◆ Page excerpt ◆
Our first week in Quito is slowly coming to an end. I have been assigned to the Humberto Mata Martinez highschool where I have been following the English teacher around for the past three days. The students are wonderful and are easily one of the best part of this trip. They spent a whole class asking us questions about our lives in Canada and the things we like and dislike. The last class we met even sang us songs and read us poems. They are such warm and friendly people. The class dynamic in Quito is very different than in Canada. Here in Quito, the students must pay five cents for every page of a test before they can take the test. The students stand when they address the class and answer questions. They also stand when the teacher enters room. They remain standing until they are seated by the teacher. It is all very interesting. I cannot wait to spend more time with these kids.

Stay classy Winnipeg,

FIrst Day of School

Quito is a city of contrasts and change. It is referred to by locals as the "carita de dios"- god's face; when he is sad it rains, when he is happy the sun shines. It can rain in the north, hail in the west and be sunny in the south. As we travel around the city from place to place, changes can be seen unfolding in front of us. New roads, new hospitals, new police stations and new schools. Our first Monday we had a tour of the three schools we will be working in for the rest of the month, Humberto Mata, Cotocollao and Calderon. The first two schools were small, laid back and seemed very nice.

The new school, Calderon, was opened in the past year and is a school of the millennium. Our tour was guided with enthusiasm and pride- computer labs, projectors, a pool and "baby" bathrooms! This 1800 student school is one of many built throughout the country and is truly amazing. Our first day of classes proved eventful. The students told us about their old schools and how many of them have come to study together in their last years of high school. It will be an adventure to work here for the rest of the month!

◆ Data extract ◆
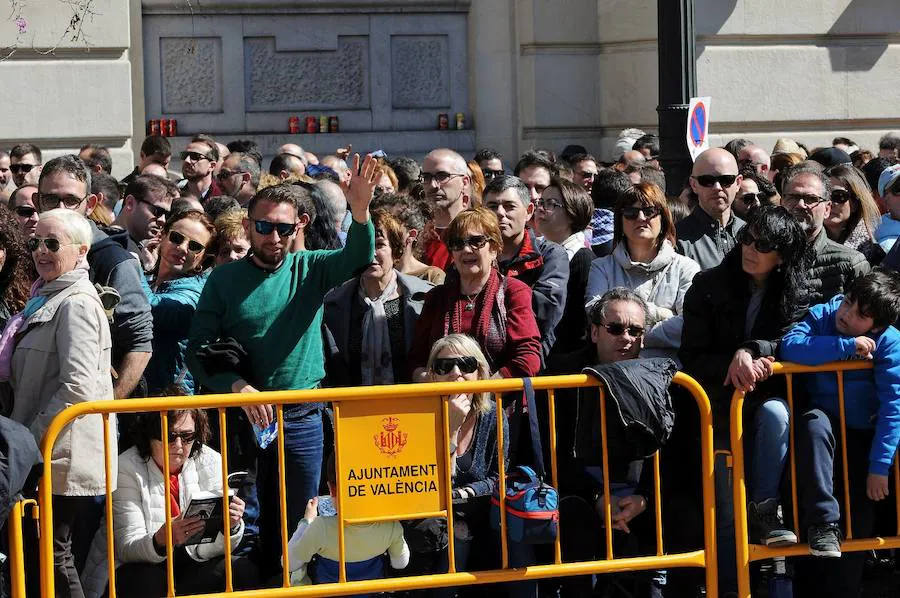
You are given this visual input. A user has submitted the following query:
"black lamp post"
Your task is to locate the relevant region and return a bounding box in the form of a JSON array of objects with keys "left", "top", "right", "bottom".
[{"left": 656, "top": 0, "right": 697, "bottom": 195}]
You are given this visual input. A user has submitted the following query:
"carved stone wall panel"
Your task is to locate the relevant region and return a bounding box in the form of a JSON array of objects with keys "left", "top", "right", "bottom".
[
  {"left": 244, "top": 36, "right": 369, "bottom": 111},
  {"left": 159, "top": 37, "right": 222, "bottom": 113},
  {"left": 391, "top": 35, "right": 450, "bottom": 108}
]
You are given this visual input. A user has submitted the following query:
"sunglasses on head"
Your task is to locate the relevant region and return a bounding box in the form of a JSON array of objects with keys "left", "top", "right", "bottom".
[
  {"left": 9, "top": 164, "right": 37, "bottom": 174},
  {"left": 447, "top": 235, "right": 488, "bottom": 251},
  {"left": 622, "top": 206, "right": 660, "bottom": 220},
  {"left": 25, "top": 237, "right": 72, "bottom": 253},
  {"left": 691, "top": 174, "right": 738, "bottom": 189},
  {"left": 431, "top": 356, "right": 478, "bottom": 376},
  {"left": 594, "top": 322, "right": 644, "bottom": 338},
  {"left": 253, "top": 220, "right": 297, "bottom": 237},
  {"left": 831, "top": 189, "right": 852, "bottom": 205},
  {"left": 740, "top": 227, "right": 775, "bottom": 253},
  {"left": 169, "top": 230, "right": 206, "bottom": 253}
]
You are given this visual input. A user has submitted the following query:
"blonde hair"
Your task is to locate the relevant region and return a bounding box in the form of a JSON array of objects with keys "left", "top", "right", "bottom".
[{"left": 426, "top": 334, "right": 492, "bottom": 413}]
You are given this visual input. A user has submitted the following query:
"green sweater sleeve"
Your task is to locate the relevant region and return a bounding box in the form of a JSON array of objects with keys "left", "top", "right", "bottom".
[{"left": 187, "top": 272, "right": 240, "bottom": 393}]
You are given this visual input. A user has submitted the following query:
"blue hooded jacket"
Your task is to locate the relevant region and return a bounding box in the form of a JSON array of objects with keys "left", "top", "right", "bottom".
[
  {"left": 142, "top": 271, "right": 209, "bottom": 395},
  {"left": 781, "top": 295, "right": 900, "bottom": 475}
]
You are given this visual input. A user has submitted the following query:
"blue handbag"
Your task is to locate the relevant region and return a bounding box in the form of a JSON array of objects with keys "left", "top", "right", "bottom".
[{"left": 491, "top": 378, "right": 559, "bottom": 544}]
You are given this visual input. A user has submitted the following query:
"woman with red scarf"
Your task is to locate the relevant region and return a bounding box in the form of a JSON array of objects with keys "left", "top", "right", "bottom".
[{"left": 409, "top": 208, "right": 541, "bottom": 381}]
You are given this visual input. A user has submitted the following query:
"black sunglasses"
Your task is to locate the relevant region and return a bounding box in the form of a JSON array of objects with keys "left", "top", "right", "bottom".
[
  {"left": 447, "top": 235, "right": 488, "bottom": 251},
  {"left": 594, "top": 322, "right": 644, "bottom": 338},
  {"left": 253, "top": 220, "right": 297, "bottom": 237},
  {"left": 169, "top": 230, "right": 206, "bottom": 253},
  {"left": 16, "top": 206, "right": 37, "bottom": 218},
  {"left": 431, "top": 356, "right": 478, "bottom": 376},
  {"left": 622, "top": 206, "right": 660, "bottom": 220},
  {"left": 691, "top": 174, "right": 738, "bottom": 189},
  {"left": 9, "top": 164, "right": 37, "bottom": 174},
  {"left": 740, "top": 228, "right": 776, "bottom": 253},
  {"left": 25, "top": 237, "right": 71, "bottom": 253},
  {"left": 831, "top": 189, "right": 853, "bottom": 205}
]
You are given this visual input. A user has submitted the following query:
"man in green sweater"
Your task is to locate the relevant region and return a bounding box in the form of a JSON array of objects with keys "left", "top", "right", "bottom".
[{"left": 187, "top": 155, "right": 381, "bottom": 575}]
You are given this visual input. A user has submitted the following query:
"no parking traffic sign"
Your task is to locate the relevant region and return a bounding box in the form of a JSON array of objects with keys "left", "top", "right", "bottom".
[{"left": 687, "top": 97, "right": 710, "bottom": 160}]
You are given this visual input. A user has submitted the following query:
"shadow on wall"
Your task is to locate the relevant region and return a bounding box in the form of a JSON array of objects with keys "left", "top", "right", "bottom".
[{"left": 827, "top": 0, "right": 900, "bottom": 71}]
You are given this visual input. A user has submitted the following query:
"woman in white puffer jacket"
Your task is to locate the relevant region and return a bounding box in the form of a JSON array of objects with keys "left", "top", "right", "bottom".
[
  {"left": 82, "top": 409, "right": 258, "bottom": 598},
  {"left": 585, "top": 183, "right": 700, "bottom": 362}
]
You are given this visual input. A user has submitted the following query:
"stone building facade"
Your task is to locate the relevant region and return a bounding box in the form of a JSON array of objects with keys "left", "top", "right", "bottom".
[{"left": 0, "top": 0, "right": 900, "bottom": 175}]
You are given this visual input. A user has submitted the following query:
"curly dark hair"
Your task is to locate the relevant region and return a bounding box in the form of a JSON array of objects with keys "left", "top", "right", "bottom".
[{"left": 0, "top": 205, "right": 37, "bottom": 314}]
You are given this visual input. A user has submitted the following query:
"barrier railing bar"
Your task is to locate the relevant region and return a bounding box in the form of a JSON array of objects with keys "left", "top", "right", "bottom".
[
  {"left": 439, "top": 395, "right": 458, "bottom": 573},
  {"left": 547, "top": 388, "right": 562, "bottom": 565},
  {"left": 219, "top": 407, "right": 234, "bottom": 592},
  {"left": 653, "top": 458, "right": 663, "bottom": 556},
  {"left": 330, "top": 401, "right": 347, "bottom": 587},
  {"left": 597, "top": 386, "right": 615, "bottom": 561},
  {"left": 273, "top": 404, "right": 293, "bottom": 588},
  {"left": 837, "top": 370, "right": 853, "bottom": 540},
  {"left": 494, "top": 395, "right": 510, "bottom": 569},
  {"left": 785, "top": 374, "right": 800, "bottom": 542},
  {"left": 103, "top": 413, "right": 118, "bottom": 598}
]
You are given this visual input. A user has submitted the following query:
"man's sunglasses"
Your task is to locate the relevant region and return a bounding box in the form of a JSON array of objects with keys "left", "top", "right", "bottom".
[
  {"left": 253, "top": 220, "right": 297, "bottom": 237},
  {"left": 740, "top": 228, "right": 776, "bottom": 253},
  {"left": 447, "top": 235, "right": 488, "bottom": 251},
  {"left": 622, "top": 206, "right": 661, "bottom": 220},
  {"left": 831, "top": 189, "right": 853, "bottom": 205},
  {"left": 9, "top": 164, "right": 37, "bottom": 174},
  {"left": 16, "top": 206, "right": 37, "bottom": 218},
  {"left": 169, "top": 230, "right": 206, "bottom": 253},
  {"left": 38, "top": 193, "right": 87, "bottom": 210},
  {"left": 691, "top": 174, "right": 738, "bottom": 189},
  {"left": 25, "top": 237, "right": 73, "bottom": 253},
  {"left": 594, "top": 322, "right": 644, "bottom": 338},
  {"left": 431, "top": 356, "right": 478, "bottom": 376},
  {"left": 181, "top": 152, "right": 212, "bottom": 162}
]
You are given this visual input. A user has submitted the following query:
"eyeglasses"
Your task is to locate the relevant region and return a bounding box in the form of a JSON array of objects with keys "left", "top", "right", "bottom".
[
  {"left": 9, "top": 164, "right": 37, "bottom": 174},
  {"left": 691, "top": 174, "right": 738, "bottom": 189},
  {"left": 38, "top": 193, "right": 87, "bottom": 211},
  {"left": 741, "top": 192, "right": 766, "bottom": 206},
  {"left": 25, "top": 237, "right": 75, "bottom": 253},
  {"left": 181, "top": 152, "right": 212, "bottom": 162},
  {"left": 16, "top": 206, "right": 37, "bottom": 218},
  {"left": 253, "top": 220, "right": 297, "bottom": 237},
  {"left": 781, "top": 193, "right": 828, "bottom": 208},
  {"left": 431, "top": 356, "right": 478, "bottom": 376},
  {"left": 132, "top": 196, "right": 169, "bottom": 220},
  {"left": 740, "top": 228, "right": 776, "bottom": 253},
  {"left": 169, "top": 230, "right": 206, "bottom": 253},
  {"left": 594, "top": 322, "right": 644, "bottom": 338},
  {"left": 622, "top": 206, "right": 661, "bottom": 220},
  {"left": 831, "top": 189, "right": 852, "bottom": 205},
  {"left": 422, "top": 170, "right": 466, "bottom": 185},
  {"left": 447, "top": 235, "right": 488, "bottom": 251},
  {"left": 534, "top": 197, "right": 562, "bottom": 212}
]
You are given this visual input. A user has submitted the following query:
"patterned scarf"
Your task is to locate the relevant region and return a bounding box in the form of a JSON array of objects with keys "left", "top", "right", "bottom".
[{"left": 359, "top": 270, "right": 397, "bottom": 386}]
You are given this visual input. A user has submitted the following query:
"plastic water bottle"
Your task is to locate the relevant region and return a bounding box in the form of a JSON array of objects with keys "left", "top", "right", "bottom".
[{"left": 769, "top": 556, "right": 794, "bottom": 598}]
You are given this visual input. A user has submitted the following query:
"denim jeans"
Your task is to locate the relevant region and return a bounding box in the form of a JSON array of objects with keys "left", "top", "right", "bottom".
[{"left": 748, "top": 397, "right": 790, "bottom": 503}]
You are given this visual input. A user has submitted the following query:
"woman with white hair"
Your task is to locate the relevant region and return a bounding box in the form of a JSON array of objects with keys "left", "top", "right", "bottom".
[{"left": 0, "top": 209, "right": 117, "bottom": 598}]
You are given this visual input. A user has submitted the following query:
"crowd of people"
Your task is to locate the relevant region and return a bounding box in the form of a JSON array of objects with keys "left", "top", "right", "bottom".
[{"left": 0, "top": 129, "right": 900, "bottom": 598}]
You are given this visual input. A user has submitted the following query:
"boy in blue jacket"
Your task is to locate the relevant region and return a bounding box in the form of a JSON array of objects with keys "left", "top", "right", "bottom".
[{"left": 781, "top": 271, "right": 900, "bottom": 576}]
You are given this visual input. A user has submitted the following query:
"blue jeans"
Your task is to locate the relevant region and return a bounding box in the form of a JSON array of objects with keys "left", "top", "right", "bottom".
[{"left": 748, "top": 397, "right": 790, "bottom": 503}]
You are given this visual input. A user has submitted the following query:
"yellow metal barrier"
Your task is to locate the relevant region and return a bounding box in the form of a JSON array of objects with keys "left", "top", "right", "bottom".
[
  {"left": 22, "top": 373, "right": 716, "bottom": 598},
  {"left": 731, "top": 361, "right": 900, "bottom": 598}
]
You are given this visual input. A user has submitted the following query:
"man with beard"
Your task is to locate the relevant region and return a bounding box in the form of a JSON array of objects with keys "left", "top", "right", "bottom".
[
  {"left": 113, "top": 174, "right": 172, "bottom": 272},
  {"left": 675, "top": 147, "right": 744, "bottom": 270},
  {"left": 781, "top": 162, "right": 869, "bottom": 305},
  {"left": 422, "top": 149, "right": 471, "bottom": 270},
  {"left": 187, "top": 155, "right": 381, "bottom": 579}
]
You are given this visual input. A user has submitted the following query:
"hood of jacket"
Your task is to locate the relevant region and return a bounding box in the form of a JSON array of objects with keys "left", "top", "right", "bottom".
[{"left": 612, "top": 239, "right": 675, "bottom": 274}]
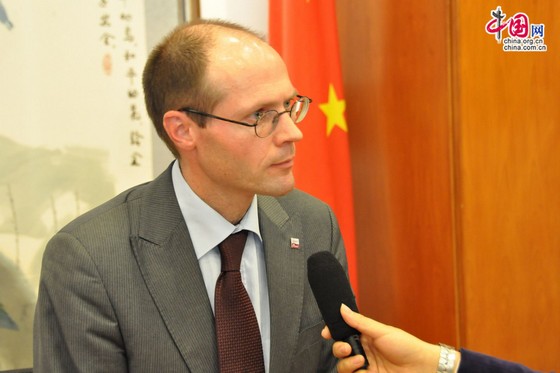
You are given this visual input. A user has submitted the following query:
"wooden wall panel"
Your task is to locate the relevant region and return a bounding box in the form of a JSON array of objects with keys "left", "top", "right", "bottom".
[
  {"left": 453, "top": 0, "right": 560, "bottom": 370},
  {"left": 337, "top": 0, "right": 457, "bottom": 343},
  {"left": 337, "top": 0, "right": 560, "bottom": 370}
]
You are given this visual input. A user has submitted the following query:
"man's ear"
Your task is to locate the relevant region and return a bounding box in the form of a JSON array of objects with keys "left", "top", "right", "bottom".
[{"left": 163, "top": 110, "right": 197, "bottom": 150}]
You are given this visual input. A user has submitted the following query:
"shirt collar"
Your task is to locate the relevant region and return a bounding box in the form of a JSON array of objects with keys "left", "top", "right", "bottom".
[{"left": 171, "top": 161, "right": 262, "bottom": 259}]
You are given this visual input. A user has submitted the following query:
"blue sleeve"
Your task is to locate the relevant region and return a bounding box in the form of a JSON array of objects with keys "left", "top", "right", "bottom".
[{"left": 457, "top": 348, "right": 537, "bottom": 373}]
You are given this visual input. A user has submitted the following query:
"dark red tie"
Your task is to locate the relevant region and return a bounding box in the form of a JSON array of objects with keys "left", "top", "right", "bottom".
[{"left": 214, "top": 230, "right": 264, "bottom": 373}]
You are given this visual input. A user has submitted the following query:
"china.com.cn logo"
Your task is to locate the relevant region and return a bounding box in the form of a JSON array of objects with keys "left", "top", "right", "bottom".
[{"left": 486, "top": 6, "right": 547, "bottom": 52}]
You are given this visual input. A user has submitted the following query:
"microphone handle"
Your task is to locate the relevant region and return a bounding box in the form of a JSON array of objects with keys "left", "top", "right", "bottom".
[{"left": 344, "top": 334, "right": 369, "bottom": 370}]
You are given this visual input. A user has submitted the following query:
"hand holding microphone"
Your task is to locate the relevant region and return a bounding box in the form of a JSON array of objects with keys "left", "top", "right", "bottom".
[{"left": 307, "top": 251, "right": 369, "bottom": 369}]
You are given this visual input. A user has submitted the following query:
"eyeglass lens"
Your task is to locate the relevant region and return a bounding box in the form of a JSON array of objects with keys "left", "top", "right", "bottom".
[{"left": 255, "top": 97, "right": 309, "bottom": 137}]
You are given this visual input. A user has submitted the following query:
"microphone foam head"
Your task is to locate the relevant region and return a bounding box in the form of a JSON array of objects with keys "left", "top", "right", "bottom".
[{"left": 307, "top": 251, "right": 360, "bottom": 341}]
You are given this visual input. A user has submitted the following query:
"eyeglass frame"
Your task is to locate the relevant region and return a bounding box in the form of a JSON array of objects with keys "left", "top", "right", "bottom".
[{"left": 177, "top": 95, "right": 313, "bottom": 139}]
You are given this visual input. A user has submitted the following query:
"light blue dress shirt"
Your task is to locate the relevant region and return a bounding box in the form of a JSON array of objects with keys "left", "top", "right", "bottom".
[{"left": 171, "top": 161, "right": 270, "bottom": 372}]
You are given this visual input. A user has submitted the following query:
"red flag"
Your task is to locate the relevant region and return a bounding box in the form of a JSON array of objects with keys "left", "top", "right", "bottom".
[{"left": 269, "top": 0, "right": 358, "bottom": 294}]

◆ Exercise set ◆
a – From the Quito blog post, copy the passage starting at "FIrst Day of School" and ending at "seemed very nice.".
b – According to the Quito blog post, how much must students pay for each page of a test before they can take it?
c – Pick up the Quito blog post after its last sentence and keep writing.

◆ Results of the exercise ◆
a –
FIrst Day of School

Quito is a city of contrasts and change. It is referred to by locals as the "carita de dios"- god's face; when he is sad it rains, when he is happy the sun shines. It can rain in the north, hail in the west and be sunny in the south. As we travel around the city from place to place, changes can be seen unfolding in front of us. New roads, new hospitals, new police stations and new schools. Our first Monday we had a tour of the three schools we will be working in for the rest of the month, Humberto Mata, Cotocollao and Calderon. The first two schools were small, laid back and seemed very nice.

b – Five cents for every page.

c –
Tuesday, May 6, 2014

Made it to Quito!

So after a long night in Montreal and finally joining my group in Toronto (:S) ... I finally made it to Quito! Quito is an amazing city with break taking views! The landscape pictures I have tried to capture on camera do not accurately portray or encompass the beauty of this city. I have quickly realized that Quito is it not what I expected to see and my ideas that I had were quickly squashed. The city is larger and more developed than I had expected.

In the four days that we have been in Quito, we have been extremely busy trying to keep up with the fast paced tempo of the city. We have travelled to different sight seeing (touristy) destinations as well as we have visited the schools that we will be working at for the next month.  My favorite place that we have visited thus far would be downtown Quito. I love the architecture of the buildings. The fine details on the outside of buildings are exquisite, especially at one church that we passed near the downtown square of Quito (Plaza De La Independencia?).

Although there are many topics that can be discussed with all the things that we have done in the last couple of days! The moment that stands out the most at this time is the first day that we went to visit the different schools. I was overwhelmed with emotion to see how welcoming and excited that the school staff and students were at our arrival (especially the little kids at Calderon who sang to us). The warmth and kindness they portrayed to our group such as welcoming us to be apart of their family made me realize the kind of meaningful and reciprocal relationships/connections that can be built in our time in Quito. Their generosity and excitement made me also extremely excited to meet and get to know the staff and students that we would be working with. Although Jen and I were only able to meet one class, I believe that this next month will offer many opportunities for us to build relationships with the students and staff of Calderon.